(Data excerpts)
————————

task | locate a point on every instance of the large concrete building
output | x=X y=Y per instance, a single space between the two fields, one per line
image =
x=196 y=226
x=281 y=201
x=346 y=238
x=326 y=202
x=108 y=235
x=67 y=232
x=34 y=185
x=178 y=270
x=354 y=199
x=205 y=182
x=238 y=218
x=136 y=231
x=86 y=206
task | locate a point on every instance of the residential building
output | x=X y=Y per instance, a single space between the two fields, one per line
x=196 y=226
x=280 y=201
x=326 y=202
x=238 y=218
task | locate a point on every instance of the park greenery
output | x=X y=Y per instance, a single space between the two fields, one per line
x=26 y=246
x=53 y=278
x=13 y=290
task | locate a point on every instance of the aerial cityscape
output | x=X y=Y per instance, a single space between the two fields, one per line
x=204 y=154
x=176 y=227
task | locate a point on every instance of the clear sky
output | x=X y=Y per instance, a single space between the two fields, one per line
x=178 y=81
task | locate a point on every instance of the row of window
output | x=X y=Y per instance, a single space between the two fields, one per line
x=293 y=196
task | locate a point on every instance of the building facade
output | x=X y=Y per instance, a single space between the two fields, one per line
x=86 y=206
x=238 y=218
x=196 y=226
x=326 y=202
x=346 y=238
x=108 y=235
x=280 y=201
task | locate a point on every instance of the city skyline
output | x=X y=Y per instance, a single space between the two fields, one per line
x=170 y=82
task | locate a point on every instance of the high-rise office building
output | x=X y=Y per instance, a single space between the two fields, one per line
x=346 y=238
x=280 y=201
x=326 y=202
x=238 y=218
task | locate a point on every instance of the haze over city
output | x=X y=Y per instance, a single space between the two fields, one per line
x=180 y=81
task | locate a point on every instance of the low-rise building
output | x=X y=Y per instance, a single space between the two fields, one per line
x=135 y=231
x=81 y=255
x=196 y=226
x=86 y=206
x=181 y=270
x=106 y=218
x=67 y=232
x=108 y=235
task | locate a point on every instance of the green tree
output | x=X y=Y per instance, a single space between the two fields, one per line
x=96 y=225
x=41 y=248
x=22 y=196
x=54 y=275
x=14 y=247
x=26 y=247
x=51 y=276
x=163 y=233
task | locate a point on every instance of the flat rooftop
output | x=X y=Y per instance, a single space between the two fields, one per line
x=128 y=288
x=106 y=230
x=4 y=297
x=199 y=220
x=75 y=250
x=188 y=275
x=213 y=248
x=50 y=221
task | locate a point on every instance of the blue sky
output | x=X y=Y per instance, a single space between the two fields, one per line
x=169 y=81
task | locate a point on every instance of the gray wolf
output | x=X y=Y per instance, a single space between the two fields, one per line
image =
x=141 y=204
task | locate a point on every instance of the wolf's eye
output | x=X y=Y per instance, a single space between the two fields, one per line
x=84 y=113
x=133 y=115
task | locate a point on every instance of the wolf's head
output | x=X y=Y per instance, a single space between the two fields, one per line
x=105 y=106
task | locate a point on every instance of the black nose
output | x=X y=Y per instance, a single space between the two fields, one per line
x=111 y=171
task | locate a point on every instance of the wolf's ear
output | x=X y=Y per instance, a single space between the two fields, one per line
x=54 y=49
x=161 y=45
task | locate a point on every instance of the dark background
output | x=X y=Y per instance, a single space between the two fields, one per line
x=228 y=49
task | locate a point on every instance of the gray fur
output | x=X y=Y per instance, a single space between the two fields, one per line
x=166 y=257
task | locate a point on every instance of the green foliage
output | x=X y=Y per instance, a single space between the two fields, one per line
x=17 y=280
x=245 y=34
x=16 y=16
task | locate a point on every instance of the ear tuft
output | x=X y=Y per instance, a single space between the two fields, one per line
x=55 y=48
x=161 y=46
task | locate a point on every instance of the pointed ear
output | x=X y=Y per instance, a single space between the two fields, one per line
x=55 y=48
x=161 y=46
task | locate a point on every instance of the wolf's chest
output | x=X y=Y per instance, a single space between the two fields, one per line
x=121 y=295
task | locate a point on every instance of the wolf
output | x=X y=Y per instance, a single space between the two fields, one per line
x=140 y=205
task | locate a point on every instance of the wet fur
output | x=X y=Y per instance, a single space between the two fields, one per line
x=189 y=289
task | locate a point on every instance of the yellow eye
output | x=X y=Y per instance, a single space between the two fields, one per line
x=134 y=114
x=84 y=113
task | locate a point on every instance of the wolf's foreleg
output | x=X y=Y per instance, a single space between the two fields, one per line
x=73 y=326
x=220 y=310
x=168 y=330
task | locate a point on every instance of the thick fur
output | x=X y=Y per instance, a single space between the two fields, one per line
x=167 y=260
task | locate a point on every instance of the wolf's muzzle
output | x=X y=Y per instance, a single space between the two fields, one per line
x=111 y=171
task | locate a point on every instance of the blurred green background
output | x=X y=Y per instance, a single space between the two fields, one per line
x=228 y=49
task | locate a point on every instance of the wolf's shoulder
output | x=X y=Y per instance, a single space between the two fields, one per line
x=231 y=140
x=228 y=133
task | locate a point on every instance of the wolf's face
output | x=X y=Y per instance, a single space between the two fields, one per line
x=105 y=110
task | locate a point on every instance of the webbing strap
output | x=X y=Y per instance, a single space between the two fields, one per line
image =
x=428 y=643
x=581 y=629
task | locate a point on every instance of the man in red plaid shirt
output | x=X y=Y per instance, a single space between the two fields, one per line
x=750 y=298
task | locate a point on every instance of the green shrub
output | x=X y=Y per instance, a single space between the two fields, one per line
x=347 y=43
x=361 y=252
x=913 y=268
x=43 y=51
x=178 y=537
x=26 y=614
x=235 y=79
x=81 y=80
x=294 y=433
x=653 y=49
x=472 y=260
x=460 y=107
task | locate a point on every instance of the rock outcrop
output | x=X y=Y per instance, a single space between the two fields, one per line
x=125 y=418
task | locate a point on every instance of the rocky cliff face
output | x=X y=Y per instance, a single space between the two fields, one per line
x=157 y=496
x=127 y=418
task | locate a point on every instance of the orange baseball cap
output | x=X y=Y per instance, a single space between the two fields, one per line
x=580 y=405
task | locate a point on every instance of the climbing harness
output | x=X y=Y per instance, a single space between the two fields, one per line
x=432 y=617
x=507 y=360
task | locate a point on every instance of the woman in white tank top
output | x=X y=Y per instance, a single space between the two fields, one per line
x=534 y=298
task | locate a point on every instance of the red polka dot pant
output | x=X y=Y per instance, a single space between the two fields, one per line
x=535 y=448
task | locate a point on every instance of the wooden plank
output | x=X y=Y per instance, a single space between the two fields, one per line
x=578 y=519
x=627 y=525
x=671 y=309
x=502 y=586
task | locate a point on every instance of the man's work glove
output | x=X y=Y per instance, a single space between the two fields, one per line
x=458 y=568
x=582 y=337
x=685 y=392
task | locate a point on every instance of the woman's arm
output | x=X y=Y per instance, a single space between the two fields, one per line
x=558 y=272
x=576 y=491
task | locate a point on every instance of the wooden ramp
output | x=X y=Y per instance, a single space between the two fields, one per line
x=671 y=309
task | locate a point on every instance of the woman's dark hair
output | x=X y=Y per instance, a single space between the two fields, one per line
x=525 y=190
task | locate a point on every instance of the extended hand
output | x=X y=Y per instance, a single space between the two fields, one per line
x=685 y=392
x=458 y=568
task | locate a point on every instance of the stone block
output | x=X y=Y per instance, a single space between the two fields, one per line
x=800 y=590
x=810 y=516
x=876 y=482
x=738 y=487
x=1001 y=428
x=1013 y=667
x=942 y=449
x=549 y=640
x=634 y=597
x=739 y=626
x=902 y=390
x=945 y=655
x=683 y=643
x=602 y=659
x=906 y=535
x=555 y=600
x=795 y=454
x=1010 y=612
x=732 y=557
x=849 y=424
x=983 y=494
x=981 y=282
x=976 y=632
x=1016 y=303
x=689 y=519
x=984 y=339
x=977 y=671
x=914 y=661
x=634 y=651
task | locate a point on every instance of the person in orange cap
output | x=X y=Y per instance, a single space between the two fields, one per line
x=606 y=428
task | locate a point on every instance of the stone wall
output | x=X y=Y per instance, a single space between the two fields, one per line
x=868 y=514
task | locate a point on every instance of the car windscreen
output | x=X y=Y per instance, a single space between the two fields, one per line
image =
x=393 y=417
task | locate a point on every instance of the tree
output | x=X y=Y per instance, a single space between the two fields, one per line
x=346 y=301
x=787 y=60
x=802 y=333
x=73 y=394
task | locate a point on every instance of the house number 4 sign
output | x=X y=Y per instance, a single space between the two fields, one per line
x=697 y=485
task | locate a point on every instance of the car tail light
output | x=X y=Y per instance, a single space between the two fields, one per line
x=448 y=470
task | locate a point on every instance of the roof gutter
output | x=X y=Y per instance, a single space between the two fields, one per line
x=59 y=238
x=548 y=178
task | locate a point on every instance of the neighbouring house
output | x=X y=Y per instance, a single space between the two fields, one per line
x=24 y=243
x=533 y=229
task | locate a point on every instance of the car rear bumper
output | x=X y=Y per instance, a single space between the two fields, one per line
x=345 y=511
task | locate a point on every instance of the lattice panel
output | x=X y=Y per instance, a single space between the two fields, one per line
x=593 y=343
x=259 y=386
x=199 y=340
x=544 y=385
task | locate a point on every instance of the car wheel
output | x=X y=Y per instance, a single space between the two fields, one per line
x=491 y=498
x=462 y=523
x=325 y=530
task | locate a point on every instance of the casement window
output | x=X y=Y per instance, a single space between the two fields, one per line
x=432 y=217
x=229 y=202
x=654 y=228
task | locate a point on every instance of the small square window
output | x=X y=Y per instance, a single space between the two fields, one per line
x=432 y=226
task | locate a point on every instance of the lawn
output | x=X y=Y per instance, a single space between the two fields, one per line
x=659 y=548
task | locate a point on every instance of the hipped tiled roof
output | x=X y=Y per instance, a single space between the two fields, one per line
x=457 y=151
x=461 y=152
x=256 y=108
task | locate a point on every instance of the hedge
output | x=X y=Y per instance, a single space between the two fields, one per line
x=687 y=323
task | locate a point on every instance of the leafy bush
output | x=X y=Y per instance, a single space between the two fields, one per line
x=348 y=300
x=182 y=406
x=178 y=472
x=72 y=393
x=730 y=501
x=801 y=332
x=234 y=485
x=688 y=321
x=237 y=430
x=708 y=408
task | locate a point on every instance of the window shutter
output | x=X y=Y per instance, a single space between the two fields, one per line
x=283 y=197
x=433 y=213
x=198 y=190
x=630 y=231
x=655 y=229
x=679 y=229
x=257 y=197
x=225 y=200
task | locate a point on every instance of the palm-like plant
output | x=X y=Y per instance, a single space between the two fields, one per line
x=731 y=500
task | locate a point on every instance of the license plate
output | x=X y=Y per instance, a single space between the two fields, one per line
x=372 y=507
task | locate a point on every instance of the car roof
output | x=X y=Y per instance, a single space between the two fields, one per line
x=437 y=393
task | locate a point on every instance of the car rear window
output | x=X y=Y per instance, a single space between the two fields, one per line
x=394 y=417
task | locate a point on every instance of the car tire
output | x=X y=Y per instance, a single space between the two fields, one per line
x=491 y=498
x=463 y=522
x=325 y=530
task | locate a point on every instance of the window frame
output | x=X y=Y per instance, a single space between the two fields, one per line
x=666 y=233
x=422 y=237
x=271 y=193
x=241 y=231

————————

:: WHAT YOU HAVE TO DO ::
Copy the records above exactly, please, but only from the first line through the line containing "task | locate a point on every instance of the low-rise".

:: FINAL ANSWER ::
task | locate a point on every instance of the large concrete building
output | x=X y=Y per instance, a single space between the two fields, one per line
image =
x=196 y=226
x=281 y=201
x=346 y=238
x=326 y=202
x=108 y=235
x=67 y=232
x=34 y=185
x=178 y=270
x=354 y=199
x=205 y=182
x=238 y=218
x=136 y=231
x=86 y=206
task | locate a point on every instance of the residential building
output | x=X y=Y per instance, a single space between the two fields, one per line
x=196 y=226
x=280 y=201
x=326 y=202
x=238 y=218
task | locate a point on every instance of the park greenery
output | x=X y=Y per instance, a single space between the two fields, one per line
x=26 y=246
x=53 y=278
x=13 y=290
task | locate a point on every instance of the aerial cityscape
output | x=X y=Y per instance, a single space between the two fields, one per line
x=204 y=154
x=176 y=227
task | locate a point on every instance of the clear sky
output | x=X y=Y per instance, a single space between the two fields, one per line
x=178 y=81
task | locate a point on every instance of the row of window
output | x=X y=Y per instance, a single space between the two fields, one per line
x=293 y=196
task | locate a point on every instance of the building facade
output | x=X y=Y per instance, a single space between the two fields, one per line
x=86 y=206
x=238 y=218
x=196 y=226
x=326 y=202
x=346 y=238
x=108 y=235
x=280 y=201
task | locate a point on every instance of the city skyline
output | x=X y=Y per instance, a single space between the two fields, one per line
x=170 y=82
task | locate a point on every instance of the high-rise office building
output | x=X y=Y per instance, a single space between the two fields, one per line
x=346 y=238
x=280 y=201
x=326 y=202
x=238 y=218
task | locate a point on every instance of the haze over city
output | x=X y=Y per instance, a single space between the two fields, one per line
x=180 y=81
task | locate a point on every instance of the low-rise building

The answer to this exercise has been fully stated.